GIVEN REQUEST
Reproduce the material from its first line through the line containing "<point>200,427</point>", swapping "throw pillow" for "sofa cushion" and keeping everything else the same.

LISTED ENTRIES
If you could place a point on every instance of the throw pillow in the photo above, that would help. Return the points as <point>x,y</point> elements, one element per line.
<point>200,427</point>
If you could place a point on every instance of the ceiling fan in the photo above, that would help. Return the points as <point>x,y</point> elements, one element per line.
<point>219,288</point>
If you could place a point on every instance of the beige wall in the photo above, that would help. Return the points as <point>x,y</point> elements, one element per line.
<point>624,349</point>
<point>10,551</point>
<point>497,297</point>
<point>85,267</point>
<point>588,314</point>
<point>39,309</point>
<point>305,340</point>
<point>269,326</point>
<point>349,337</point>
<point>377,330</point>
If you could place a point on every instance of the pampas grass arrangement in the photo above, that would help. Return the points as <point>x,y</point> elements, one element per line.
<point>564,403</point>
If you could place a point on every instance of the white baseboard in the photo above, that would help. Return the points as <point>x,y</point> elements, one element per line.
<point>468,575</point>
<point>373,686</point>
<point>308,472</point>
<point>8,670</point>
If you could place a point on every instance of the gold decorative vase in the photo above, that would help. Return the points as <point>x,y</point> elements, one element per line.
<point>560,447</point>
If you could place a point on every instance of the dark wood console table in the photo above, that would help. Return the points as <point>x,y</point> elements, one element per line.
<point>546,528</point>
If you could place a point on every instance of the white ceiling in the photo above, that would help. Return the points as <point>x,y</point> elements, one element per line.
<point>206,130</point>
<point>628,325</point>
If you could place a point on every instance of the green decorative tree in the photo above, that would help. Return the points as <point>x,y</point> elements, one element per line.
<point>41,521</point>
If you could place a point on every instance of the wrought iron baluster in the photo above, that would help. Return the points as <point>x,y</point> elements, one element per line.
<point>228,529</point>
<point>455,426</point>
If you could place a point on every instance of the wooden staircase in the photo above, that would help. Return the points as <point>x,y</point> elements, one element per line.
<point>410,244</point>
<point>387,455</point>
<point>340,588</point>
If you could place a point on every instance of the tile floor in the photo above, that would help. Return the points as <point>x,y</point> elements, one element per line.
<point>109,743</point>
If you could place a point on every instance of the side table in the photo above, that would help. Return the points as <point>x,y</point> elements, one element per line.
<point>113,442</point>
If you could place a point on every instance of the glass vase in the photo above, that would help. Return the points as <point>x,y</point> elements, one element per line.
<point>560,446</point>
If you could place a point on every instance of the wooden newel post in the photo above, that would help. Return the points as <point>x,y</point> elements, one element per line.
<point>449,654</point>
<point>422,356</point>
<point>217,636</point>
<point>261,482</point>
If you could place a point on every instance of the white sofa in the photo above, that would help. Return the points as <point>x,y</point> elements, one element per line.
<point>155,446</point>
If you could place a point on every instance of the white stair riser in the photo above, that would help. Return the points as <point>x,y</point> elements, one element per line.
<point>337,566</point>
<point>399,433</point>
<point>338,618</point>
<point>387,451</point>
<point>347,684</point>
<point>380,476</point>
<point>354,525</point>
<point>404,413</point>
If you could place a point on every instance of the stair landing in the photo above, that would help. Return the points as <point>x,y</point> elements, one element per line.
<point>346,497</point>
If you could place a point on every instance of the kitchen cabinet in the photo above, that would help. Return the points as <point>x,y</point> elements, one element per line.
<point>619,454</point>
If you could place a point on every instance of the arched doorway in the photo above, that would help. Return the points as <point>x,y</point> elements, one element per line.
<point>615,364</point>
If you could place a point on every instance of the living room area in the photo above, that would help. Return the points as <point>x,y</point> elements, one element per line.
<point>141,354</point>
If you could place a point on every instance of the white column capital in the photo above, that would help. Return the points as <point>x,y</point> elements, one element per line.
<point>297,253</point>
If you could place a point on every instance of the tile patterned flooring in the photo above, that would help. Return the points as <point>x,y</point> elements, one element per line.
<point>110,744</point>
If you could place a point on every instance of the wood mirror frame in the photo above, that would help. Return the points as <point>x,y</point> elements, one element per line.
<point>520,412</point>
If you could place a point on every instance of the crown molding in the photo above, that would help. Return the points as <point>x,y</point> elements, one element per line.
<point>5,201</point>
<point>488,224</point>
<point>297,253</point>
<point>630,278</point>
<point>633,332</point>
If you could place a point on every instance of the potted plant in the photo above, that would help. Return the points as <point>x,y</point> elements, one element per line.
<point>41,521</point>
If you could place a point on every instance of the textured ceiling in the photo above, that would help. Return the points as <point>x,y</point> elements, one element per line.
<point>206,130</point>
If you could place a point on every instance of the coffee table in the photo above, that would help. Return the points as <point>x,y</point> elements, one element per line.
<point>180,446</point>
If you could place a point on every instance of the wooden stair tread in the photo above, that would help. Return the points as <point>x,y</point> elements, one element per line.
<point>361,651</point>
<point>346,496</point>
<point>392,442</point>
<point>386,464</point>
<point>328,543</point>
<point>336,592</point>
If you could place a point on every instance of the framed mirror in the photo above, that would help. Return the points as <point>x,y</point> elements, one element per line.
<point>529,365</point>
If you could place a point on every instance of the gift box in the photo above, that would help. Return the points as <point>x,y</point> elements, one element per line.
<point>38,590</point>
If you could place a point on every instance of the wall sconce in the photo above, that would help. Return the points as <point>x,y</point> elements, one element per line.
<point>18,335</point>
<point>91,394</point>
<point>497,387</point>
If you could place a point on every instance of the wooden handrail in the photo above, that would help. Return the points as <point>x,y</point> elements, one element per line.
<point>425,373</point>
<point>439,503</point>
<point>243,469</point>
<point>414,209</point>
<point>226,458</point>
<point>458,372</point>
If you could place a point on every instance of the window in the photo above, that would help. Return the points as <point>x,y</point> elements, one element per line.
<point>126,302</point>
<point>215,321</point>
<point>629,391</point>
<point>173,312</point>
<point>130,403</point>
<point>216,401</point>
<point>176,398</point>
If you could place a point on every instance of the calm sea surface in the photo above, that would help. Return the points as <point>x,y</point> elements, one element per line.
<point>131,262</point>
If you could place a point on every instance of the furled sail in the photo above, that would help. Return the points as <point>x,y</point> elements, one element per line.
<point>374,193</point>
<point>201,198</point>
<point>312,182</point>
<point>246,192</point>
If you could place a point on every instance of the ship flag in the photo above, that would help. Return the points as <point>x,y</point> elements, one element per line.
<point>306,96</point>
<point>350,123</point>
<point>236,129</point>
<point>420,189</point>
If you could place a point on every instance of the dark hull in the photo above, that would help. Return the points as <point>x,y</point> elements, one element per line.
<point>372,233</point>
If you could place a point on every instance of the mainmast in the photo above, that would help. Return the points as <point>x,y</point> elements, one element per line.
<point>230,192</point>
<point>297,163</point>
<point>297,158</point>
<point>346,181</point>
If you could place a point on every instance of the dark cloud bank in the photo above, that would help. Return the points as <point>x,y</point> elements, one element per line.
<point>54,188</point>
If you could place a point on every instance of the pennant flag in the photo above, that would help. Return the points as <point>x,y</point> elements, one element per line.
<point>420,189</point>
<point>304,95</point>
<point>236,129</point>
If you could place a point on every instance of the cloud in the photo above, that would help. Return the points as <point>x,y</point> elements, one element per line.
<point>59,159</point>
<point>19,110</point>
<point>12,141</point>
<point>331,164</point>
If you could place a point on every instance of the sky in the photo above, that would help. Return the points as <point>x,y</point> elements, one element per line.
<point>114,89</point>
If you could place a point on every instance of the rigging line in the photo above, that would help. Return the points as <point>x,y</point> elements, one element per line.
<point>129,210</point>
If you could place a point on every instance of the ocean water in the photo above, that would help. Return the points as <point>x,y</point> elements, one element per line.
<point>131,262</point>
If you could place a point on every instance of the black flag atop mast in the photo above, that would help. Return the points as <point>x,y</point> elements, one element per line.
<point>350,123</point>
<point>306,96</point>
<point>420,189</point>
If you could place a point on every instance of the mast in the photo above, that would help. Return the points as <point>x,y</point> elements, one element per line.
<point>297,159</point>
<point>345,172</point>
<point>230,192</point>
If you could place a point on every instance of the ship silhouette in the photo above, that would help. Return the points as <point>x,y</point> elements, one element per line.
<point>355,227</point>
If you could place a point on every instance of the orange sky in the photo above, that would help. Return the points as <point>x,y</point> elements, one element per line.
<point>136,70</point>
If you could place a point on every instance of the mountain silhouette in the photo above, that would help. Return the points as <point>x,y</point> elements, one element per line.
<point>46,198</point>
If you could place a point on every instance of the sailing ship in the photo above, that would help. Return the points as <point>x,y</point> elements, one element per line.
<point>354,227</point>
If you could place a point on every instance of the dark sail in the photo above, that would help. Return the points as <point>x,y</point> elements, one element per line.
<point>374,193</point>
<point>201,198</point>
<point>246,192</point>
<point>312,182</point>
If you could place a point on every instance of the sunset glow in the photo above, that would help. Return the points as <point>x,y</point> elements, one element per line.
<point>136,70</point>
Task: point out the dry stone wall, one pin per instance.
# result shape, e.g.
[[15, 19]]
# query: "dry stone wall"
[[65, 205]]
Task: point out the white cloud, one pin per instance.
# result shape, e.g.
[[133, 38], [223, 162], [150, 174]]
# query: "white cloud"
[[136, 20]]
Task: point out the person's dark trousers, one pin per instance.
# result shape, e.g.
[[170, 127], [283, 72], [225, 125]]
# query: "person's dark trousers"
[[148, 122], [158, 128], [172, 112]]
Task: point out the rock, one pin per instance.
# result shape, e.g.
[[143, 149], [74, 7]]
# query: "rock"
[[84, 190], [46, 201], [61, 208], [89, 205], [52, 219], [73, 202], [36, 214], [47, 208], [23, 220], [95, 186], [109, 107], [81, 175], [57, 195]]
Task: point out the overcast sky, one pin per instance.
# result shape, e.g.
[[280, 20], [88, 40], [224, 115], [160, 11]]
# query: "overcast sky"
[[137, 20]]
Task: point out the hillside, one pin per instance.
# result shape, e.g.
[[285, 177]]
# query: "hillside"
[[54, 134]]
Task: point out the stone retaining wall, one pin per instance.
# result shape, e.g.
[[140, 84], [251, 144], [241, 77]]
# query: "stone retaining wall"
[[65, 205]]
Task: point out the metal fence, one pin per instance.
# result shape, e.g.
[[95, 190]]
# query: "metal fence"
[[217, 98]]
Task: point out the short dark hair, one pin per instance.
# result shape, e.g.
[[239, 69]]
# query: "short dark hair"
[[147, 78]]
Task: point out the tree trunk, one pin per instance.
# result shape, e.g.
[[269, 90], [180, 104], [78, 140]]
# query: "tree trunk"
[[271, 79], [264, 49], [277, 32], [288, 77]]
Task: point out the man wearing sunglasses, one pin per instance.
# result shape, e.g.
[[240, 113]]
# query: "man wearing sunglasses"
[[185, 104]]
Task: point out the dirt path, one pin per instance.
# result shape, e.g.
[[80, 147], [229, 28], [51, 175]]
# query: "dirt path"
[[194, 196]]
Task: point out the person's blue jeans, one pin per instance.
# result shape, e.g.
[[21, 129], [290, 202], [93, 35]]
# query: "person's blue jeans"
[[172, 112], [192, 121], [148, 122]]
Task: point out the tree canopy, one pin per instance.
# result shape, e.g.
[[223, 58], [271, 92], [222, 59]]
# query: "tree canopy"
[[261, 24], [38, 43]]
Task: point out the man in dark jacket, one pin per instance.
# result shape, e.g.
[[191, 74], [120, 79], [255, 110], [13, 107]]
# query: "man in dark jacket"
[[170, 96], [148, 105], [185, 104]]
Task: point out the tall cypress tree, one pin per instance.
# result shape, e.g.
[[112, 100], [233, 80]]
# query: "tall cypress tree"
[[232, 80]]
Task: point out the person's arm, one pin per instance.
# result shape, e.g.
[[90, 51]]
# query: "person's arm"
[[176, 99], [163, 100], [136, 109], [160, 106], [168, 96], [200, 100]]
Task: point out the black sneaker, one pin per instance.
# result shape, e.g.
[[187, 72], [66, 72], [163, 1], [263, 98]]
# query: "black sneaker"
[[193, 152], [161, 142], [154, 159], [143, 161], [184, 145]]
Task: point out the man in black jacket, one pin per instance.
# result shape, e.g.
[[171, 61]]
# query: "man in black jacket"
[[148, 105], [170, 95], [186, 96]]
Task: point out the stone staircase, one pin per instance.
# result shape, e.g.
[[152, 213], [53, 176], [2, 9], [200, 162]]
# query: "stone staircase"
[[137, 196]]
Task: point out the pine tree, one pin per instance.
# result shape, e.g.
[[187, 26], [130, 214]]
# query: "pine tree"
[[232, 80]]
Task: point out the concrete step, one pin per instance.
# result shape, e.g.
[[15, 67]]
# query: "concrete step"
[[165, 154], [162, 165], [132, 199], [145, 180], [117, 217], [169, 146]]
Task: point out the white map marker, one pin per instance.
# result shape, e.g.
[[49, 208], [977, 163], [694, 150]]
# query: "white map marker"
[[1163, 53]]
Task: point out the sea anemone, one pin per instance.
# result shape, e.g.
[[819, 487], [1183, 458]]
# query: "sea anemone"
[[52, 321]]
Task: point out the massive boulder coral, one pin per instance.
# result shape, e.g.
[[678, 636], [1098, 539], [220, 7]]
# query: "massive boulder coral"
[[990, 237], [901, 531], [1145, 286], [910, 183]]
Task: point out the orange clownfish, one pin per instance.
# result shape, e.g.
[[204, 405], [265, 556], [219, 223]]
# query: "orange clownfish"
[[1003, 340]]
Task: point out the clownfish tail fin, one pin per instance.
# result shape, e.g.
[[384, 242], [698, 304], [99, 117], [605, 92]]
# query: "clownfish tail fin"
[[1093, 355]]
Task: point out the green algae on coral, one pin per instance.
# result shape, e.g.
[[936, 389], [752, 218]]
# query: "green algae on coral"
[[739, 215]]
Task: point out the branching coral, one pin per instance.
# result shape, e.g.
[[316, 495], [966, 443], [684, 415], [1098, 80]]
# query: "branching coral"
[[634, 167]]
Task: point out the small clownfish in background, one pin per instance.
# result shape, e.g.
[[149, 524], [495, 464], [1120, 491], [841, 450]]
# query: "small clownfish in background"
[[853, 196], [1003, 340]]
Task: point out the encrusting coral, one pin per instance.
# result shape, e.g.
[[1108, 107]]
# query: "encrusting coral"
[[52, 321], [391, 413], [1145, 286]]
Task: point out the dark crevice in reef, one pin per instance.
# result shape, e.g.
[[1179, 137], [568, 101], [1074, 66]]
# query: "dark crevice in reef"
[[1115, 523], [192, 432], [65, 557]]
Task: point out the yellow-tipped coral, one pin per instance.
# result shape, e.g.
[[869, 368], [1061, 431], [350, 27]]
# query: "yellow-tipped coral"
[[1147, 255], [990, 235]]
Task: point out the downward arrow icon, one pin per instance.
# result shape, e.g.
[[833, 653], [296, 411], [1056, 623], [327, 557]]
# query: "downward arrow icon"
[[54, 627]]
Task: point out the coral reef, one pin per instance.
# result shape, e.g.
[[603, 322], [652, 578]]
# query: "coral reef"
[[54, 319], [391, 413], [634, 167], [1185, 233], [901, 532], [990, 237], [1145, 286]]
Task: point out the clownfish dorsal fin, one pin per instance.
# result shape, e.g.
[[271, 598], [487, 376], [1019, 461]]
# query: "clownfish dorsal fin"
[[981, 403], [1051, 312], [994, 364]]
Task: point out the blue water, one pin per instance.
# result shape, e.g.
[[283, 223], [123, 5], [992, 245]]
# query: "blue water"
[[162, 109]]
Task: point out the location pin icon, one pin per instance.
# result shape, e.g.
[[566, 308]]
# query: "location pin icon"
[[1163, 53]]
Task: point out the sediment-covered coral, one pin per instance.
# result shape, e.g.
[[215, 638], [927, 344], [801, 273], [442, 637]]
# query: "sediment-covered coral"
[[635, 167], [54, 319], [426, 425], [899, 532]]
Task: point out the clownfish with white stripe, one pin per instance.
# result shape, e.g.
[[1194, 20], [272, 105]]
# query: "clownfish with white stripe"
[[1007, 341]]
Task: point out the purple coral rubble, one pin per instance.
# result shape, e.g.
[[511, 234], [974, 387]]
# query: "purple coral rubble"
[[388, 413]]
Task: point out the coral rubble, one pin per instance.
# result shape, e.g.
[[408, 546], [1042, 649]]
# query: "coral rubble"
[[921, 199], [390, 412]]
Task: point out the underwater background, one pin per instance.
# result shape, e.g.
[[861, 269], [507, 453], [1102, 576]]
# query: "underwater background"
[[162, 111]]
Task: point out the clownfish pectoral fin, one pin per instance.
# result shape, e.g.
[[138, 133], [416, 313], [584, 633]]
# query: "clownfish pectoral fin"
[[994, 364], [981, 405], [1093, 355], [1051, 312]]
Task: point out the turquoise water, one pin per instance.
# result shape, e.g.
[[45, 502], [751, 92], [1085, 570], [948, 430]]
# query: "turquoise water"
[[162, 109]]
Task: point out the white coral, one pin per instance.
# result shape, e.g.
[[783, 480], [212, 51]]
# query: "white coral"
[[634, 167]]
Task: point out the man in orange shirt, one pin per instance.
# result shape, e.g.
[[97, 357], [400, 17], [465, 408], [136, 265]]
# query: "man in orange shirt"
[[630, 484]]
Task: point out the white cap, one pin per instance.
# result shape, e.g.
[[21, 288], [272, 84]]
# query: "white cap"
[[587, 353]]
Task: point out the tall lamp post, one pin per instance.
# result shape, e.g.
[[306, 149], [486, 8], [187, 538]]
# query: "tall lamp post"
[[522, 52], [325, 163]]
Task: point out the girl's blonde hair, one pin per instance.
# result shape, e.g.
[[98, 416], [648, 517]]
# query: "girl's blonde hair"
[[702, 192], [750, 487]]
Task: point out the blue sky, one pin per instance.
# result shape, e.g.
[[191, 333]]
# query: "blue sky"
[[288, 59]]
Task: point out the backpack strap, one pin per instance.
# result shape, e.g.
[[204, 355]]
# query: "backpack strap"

RESPONSE
If you could place a point on every instance of the sofa cushion in the photo above, that would help. Return the points as <point>x,y</point> elements, one element per line.
<point>200,427</point>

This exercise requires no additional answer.